§ **Brief**: Every line below is to be set down again exactly; any image stays out.

◇ ◇ ◇

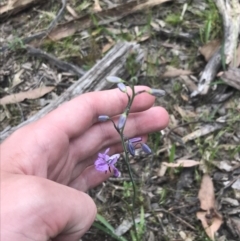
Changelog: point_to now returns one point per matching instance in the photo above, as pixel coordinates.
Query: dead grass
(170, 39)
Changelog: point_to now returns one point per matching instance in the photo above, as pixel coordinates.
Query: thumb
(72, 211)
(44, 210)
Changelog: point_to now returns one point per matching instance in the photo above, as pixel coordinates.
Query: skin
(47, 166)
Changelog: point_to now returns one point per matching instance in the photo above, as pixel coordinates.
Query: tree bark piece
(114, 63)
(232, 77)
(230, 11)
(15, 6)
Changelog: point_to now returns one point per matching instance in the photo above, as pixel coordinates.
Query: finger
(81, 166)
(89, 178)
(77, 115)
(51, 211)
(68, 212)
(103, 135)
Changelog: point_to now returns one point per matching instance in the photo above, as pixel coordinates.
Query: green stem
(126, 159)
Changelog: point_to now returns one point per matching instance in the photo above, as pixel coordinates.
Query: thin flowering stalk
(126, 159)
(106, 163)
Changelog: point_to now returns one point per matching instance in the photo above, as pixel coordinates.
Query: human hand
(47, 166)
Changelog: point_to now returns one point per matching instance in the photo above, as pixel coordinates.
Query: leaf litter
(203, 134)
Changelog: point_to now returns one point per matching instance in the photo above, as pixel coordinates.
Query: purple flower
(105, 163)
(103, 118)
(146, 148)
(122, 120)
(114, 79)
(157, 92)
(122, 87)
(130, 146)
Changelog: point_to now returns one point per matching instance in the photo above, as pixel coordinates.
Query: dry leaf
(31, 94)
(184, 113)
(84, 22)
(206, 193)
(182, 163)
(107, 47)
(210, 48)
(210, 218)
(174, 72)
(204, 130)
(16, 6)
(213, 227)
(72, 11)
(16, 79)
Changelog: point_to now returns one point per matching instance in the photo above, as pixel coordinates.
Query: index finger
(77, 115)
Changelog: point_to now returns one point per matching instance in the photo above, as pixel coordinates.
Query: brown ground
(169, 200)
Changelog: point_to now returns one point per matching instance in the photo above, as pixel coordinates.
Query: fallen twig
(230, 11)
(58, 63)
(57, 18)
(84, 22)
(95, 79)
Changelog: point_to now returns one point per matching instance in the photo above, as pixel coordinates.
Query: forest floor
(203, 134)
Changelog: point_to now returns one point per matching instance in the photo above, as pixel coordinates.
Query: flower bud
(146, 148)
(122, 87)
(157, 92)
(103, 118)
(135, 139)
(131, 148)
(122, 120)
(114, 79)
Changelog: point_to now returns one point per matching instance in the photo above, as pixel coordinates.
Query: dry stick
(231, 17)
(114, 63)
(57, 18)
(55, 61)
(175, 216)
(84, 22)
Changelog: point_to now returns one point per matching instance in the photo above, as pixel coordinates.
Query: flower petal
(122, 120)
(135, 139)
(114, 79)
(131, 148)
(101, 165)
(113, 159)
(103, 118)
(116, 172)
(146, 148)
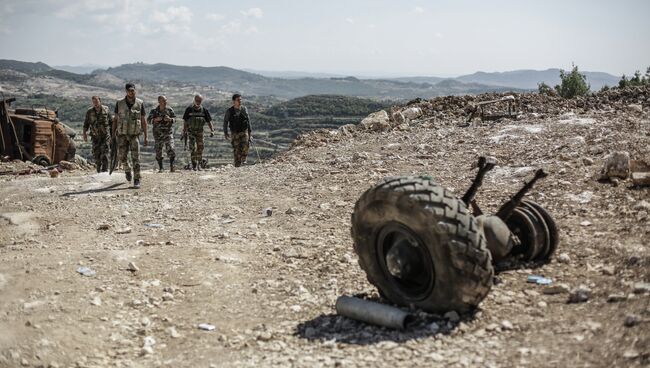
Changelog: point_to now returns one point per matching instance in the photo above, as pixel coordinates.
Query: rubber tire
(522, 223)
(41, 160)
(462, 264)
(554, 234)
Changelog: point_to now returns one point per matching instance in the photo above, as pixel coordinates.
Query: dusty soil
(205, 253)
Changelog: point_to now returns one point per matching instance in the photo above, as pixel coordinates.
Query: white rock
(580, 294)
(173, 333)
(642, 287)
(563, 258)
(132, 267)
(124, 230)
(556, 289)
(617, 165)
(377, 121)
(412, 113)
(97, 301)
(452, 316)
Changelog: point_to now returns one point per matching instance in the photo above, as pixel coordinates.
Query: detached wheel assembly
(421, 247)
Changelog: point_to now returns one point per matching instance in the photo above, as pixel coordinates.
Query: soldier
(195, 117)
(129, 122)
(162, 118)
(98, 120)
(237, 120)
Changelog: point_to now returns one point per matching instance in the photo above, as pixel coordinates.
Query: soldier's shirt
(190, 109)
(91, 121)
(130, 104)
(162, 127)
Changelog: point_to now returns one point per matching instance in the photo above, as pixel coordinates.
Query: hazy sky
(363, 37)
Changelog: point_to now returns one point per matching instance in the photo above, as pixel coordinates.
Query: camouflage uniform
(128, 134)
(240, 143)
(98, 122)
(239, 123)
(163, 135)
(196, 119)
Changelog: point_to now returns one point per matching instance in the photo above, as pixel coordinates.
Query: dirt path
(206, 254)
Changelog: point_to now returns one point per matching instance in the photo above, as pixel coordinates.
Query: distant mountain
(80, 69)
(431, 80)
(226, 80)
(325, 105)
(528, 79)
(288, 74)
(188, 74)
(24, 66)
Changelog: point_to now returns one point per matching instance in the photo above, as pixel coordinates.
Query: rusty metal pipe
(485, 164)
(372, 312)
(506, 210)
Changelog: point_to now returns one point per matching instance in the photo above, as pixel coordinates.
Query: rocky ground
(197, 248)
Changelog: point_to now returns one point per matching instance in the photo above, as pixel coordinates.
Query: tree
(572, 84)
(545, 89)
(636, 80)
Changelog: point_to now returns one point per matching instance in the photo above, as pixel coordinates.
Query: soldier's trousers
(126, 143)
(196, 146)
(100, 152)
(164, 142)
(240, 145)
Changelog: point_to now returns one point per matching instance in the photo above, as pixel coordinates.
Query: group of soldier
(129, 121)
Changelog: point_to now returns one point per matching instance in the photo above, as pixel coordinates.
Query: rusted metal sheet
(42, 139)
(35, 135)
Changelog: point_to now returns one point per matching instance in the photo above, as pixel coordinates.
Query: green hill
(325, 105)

◇ ◇ ◇

§ **Exercise solution**:
Changelog: point_to now returns one point per matching instance in the photo above, as pixel coordinates.
Query: dead grass
(170, 39)
Changelog: point_to now returns one point per matching instance in the photo above, as pixel coordinates.
Query: thumb
(72, 211)
(44, 210)
Changelog: point_to now returns one point per matching instance in the photo above, as pixel coordinates.
Query: skin
(47, 166)
Changelog: point_to now returns one point per matching instance in the photo above, as pixel coordinates.
Query: tree bark piece
(114, 63)
(232, 77)
(230, 11)
(15, 6)
Changelog: point_to now returns one point per matching instance in the photo above, as pixel coordinates.
Query: finger
(81, 166)
(89, 178)
(77, 115)
(51, 211)
(68, 212)
(103, 135)
Changelog: point_to now returns one point per matching instance in the photo above, as pixel coordinates.
Query: green stem
(126, 159)
Changelog: point_to now returns one point per matching instance in the photo above, as pixel coordinates.
Query: thin flowering stalk
(126, 159)
(106, 163)
Changelog: point_to now returns one point per matching instance in the photo above, as pixel coordinates.
Query: human hand
(47, 166)
Changelog: point_to now returns one point per matching instance in the photo above, as pixel coordinates.
Query: leaf litter
(203, 134)
Changelog: point_to now returns one point per matching instance in the photo above, as pixel coordinates.
Query: purple flower
(105, 163)
(103, 118)
(146, 148)
(122, 120)
(114, 79)
(157, 92)
(122, 87)
(130, 146)
Changelog: point_to now returns one point per matching instance in the photo above, as pixel coordinates.
Query: dry leaf
(31, 94)
(184, 113)
(84, 22)
(206, 193)
(182, 163)
(107, 47)
(210, 48)
(210, 218)
(174, 72)
(204, 130)
(16, 6)
(213, 227)
(72, 11)
(16, 79)
Changelog: point_to now returns one point per matching instance in the photo above, as pixel coordinates.
Query: index finger
(77, 115)
Changelog: point_to now returns one point per matching instance in the photo above, as pixel coordinates.
Query: brown ground
(169, 200)
Changelog: point_to now returns one point per matching instance in the photo above, as pixel coordinates.
Query: fallen twig
(230, 11)
(58, 63)
(57, 18)
(84, 22)
(95, 79)
Changelog: point_to now returns one point per matching instance in the photo above, as pixel coordinates.
Query: forest floor
(203, 134)
Changelog: point_to now returns one point per matching instance in the photo above, as pixel coordinates.
Query: flower bud
(146, 148)
(122, 87)
(157, 92)
(103, 118)
(135, 139)
(131, 148)
(122, 120)
(114, 79)
Changelog: point_to now returns one point per matching instance in the photo above, as pixel coordinates.
Query: dry stick
(231, 17)
(114, 63)
(57, 18)
(55, 61)
(175, 216)
(84, 22)
Changelog: point_to now returns one point per matching instance in the photo above, as pixel coordinates.
Query: flower petal
(122, 120)
(135, 139)
(114, 79)
(131, 148)
(101, 165)
(113, 159)
(103, 118)
(116, 172)
(146, 148)
Changelog: point_to now returns one point per matching instance in the photo above, as pixel coordinates.
Query: rubber tire
(522, 223)
(41, 160)
(462, 264)
(554, 234)
Changelog: point_to now returns one point per matching instance in the photo above, as pixel coordinates.
Query: dusty soil
(205, 253)
Changelog: point_to now returns one point per matching instance in the photo above, as pixel coordinates.
Query: white rock
(580, 294)
(173, 333)
(642, 287)
(563, 258)
(132, 267)
(124, 230)
(556, 289)
(617, 165)
(377, 121)
(412, 113)
(97, 301)
(452, 316)
Changelog: point_to now returns one point per matching instance in the photo above, as pixel coordinates.
Query: detached wheel assembly
(421, 247)
Changelog: point_to now returns one point per matching instance in the photo above, as pixel coordinates.
Query: soldier
(195, 117)
(129, 122)
(162, 118)
(98, 120)
(237, 120)
Changelog: point_to now returns one point per matching instance in the photo above, as pixel coordinates.
Query: soldier's shirt
(190, 109)
(91, 121)
(130, 104)
(162, 127)
Changelog: point_to now returns one point per matching instance in the photo above, as pixel coordinates.
Query: hazy sky
(363, 37)
Changelog: point_to now returns one point per matching instance in the photo above, as pixel coordinates.
Query: camouflage uniform
(128, 134)
(240, 143)
(98, 122)
(239, 123)
(163, 135)
(196, 119)
Changelog: point_to now returns one point per matching instance in the photo above, as pixel coordinates.
Query: dirt path
(206, 254)
Changelog: point_to now returns one point per matching instance in the photo above, as pixel coordinates.
Query: distant mountain
(80, 69)
(431, 80)
(226, 80)
(325, 105)
(528, 79)
(288, 74)
(188, 74)
(24, 66)
Changelog: point_to now returns one point per matching instance in the photo above, as pixel coordinates.
Query: rusty metal pipe
(485, 164)
(372, 312)
(506, 210)
Changelog: point_to now returns one point per matching instance in the photo above, as pixel coordinates.
Query: rocky ground
(197, 248)
Changelog: point_to now returns one point per matching instance in the photo above, as pixel coordinates.
Query: tree
(572, 84)
(545, 89)
(636, 80)
Changelog: point_to now returns one point per matching instance in the photo above, as pixel coordinates.
Query: soldier's trousers
(126, 143)
(196, 146)
(100, 152)
(164, 142)
(240, 145)
Changelog: point_to now returns one point per matching instance in the photo above, as pixel coordinates.
Query: group of soldier
(129, 121)
Changelog: point_to now returns one point per matching instance in the photo above, as pixel coordinates.
Query: rusted metal sheet
(42, 139)
(35, 135)
Changelog: point_to now returns one point per matching instance in the photo above, as pixel coordinates.
Query: green hill
(325, 105)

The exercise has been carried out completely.